(Job) State how many lines of the material below contain the string "pattern", giving only the number. Case counts.

>> Start Record extracts

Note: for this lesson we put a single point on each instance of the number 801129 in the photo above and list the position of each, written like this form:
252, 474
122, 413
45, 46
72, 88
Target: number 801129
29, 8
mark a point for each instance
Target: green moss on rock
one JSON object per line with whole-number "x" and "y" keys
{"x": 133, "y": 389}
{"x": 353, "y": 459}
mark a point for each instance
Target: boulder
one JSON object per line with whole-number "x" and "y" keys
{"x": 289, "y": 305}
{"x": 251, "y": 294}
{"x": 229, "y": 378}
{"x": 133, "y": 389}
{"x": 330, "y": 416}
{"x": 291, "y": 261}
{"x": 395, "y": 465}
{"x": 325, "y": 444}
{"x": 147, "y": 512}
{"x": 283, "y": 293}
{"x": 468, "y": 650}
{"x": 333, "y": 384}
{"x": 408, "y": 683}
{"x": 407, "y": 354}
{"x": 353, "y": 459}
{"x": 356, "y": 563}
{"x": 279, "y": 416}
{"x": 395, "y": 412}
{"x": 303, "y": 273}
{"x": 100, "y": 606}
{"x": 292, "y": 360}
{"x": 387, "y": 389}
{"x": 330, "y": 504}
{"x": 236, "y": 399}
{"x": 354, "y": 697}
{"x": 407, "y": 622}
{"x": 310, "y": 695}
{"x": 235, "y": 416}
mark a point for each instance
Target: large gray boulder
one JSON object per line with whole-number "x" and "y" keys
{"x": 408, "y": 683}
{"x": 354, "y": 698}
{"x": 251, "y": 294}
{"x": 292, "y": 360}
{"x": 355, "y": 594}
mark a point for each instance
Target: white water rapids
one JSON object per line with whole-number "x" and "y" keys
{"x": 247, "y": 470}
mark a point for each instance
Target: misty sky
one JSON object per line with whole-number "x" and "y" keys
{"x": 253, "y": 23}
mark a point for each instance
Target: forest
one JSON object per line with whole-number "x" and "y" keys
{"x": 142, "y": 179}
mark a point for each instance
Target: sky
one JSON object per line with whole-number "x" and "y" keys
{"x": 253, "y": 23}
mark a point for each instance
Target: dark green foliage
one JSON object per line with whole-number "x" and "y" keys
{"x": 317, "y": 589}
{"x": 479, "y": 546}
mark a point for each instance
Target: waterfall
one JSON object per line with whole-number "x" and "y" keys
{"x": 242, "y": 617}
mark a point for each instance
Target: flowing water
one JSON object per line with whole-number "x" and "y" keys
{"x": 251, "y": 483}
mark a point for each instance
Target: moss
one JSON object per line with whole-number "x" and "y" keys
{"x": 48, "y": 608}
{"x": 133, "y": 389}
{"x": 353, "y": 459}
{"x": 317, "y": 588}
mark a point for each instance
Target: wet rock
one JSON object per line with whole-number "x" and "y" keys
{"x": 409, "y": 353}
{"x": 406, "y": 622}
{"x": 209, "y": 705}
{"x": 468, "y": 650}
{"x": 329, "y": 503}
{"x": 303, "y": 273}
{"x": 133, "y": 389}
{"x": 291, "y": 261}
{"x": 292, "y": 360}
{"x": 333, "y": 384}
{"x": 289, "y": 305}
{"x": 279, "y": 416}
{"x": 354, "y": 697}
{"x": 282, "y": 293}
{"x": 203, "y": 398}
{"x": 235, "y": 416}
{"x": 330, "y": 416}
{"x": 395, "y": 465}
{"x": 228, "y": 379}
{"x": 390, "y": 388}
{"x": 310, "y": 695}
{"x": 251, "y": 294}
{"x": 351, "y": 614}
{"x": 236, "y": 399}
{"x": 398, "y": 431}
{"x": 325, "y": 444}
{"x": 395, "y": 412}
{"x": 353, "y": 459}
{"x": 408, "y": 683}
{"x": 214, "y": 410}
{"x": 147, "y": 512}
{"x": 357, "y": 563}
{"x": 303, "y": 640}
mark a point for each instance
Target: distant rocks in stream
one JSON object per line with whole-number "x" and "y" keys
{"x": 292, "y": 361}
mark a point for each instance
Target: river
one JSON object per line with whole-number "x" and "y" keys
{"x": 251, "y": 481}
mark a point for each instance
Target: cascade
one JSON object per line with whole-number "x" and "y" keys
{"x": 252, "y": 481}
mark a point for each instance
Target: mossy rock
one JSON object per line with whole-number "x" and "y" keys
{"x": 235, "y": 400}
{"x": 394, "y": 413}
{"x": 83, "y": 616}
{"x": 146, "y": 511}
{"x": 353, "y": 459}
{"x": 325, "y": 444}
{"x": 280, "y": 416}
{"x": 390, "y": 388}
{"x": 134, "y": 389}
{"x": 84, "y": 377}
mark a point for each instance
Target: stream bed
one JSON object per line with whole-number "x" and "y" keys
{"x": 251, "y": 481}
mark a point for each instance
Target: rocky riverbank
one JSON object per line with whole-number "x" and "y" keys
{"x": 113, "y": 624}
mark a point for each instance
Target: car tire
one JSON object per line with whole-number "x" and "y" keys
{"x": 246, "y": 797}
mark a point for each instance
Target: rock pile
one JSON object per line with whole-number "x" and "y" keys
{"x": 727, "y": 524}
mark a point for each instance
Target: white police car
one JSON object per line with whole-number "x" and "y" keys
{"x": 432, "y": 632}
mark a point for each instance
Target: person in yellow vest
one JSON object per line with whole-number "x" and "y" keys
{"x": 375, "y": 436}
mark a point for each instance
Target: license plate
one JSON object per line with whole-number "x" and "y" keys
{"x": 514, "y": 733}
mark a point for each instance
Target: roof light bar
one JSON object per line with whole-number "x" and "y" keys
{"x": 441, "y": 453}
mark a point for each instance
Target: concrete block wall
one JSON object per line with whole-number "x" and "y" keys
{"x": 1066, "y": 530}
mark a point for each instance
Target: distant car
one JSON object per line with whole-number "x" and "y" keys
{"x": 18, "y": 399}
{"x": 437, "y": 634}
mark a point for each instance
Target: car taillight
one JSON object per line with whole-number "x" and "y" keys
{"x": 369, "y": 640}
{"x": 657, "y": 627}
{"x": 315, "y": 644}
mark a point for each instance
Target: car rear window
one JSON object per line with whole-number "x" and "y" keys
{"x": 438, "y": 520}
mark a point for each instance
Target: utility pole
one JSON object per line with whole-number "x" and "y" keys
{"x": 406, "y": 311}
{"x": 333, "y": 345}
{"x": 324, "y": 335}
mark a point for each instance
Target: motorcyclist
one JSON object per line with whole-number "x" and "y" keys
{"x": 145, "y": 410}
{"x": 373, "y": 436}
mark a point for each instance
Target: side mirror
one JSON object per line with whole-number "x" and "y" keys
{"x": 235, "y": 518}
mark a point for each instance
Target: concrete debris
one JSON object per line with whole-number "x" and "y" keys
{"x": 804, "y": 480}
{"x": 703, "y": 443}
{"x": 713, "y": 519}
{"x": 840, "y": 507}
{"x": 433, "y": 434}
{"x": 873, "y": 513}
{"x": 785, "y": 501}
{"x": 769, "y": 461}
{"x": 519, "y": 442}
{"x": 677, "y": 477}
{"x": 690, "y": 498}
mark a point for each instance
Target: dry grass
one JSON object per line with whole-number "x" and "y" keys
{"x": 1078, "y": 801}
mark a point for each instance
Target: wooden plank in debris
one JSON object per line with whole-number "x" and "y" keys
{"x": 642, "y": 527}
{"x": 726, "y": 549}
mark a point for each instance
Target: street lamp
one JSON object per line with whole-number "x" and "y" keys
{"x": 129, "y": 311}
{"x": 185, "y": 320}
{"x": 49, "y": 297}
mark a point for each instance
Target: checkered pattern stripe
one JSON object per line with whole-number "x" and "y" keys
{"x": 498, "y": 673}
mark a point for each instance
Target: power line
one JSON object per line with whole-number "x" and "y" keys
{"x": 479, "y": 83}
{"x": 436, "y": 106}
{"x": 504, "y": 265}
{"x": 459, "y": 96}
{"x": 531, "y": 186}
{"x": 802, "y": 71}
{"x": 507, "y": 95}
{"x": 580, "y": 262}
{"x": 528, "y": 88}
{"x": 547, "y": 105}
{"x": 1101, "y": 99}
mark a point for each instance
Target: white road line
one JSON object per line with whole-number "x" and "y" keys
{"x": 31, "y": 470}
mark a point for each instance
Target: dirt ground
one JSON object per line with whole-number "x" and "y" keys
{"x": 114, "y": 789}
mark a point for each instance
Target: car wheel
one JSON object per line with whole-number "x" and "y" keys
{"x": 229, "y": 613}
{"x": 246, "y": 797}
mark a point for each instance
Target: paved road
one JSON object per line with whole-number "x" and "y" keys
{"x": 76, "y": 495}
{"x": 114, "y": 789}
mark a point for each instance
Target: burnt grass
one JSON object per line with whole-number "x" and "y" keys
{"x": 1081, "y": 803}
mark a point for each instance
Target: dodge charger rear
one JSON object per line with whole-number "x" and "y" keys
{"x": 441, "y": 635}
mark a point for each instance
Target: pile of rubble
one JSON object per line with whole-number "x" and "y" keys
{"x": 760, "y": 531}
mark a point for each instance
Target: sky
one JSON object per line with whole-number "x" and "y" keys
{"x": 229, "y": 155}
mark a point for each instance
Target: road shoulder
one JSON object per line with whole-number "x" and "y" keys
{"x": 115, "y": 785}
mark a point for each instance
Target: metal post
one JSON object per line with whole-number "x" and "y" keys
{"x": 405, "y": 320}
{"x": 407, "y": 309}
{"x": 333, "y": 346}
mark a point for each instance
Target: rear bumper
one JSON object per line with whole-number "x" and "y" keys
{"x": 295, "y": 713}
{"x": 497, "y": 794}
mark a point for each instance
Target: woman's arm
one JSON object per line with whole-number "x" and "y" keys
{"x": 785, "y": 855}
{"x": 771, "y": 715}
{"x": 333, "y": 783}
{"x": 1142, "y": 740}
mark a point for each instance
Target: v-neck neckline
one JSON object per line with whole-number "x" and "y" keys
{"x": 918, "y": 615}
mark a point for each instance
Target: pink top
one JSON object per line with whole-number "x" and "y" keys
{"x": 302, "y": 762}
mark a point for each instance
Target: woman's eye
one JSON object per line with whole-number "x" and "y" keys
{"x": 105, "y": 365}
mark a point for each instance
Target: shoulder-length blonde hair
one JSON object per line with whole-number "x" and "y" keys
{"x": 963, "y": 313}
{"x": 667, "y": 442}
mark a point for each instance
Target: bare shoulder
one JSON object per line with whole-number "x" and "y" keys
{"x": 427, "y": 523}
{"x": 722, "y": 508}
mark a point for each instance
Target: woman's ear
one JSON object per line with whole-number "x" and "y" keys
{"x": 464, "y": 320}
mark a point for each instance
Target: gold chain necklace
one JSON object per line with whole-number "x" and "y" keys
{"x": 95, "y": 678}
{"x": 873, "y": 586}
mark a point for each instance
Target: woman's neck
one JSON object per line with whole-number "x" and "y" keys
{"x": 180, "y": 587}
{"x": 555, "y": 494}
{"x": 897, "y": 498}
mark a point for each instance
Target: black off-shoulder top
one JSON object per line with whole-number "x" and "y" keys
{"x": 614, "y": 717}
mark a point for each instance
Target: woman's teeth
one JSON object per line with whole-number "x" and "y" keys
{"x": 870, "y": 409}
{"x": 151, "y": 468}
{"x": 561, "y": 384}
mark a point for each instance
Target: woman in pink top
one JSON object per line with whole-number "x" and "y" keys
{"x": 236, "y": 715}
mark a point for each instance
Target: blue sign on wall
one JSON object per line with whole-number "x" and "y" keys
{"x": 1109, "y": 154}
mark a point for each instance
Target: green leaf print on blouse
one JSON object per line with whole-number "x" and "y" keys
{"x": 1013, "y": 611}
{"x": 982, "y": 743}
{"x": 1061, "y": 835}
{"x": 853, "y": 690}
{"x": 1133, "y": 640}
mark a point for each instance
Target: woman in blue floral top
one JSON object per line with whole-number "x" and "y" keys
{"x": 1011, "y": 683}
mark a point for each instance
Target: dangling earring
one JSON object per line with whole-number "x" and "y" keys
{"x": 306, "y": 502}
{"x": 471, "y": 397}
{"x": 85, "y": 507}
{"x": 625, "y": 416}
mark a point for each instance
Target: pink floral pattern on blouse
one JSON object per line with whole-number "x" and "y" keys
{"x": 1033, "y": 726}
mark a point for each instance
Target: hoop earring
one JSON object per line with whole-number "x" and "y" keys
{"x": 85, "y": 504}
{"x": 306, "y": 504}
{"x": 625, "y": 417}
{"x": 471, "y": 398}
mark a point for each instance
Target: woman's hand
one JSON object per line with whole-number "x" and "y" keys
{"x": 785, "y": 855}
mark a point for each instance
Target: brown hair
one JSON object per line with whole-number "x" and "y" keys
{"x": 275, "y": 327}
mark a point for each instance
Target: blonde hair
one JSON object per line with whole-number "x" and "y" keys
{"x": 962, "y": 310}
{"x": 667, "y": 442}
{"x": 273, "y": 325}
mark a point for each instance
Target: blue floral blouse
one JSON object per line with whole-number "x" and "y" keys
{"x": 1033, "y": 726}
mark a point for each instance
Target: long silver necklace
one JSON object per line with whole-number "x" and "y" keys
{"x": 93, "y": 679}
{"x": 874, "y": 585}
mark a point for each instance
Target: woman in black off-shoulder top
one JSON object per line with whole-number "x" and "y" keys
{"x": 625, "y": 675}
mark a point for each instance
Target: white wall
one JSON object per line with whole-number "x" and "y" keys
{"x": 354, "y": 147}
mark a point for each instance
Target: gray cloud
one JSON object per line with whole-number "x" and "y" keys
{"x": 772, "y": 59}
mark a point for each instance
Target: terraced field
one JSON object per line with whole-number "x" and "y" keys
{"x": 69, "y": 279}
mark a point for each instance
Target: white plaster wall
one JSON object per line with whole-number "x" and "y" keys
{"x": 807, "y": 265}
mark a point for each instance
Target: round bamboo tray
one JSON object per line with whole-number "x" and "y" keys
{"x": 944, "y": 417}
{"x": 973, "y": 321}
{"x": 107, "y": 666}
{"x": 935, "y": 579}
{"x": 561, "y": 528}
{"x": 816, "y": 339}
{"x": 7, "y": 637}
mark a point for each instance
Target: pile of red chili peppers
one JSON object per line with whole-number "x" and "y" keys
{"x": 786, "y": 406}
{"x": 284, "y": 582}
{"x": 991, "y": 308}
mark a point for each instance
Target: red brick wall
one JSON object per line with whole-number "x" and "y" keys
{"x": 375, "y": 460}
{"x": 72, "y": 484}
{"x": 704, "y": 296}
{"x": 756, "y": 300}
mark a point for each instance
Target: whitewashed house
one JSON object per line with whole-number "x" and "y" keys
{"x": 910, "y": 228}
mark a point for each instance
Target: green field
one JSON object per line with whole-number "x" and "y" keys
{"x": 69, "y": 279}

>> End Record extracts

(Correct output) 2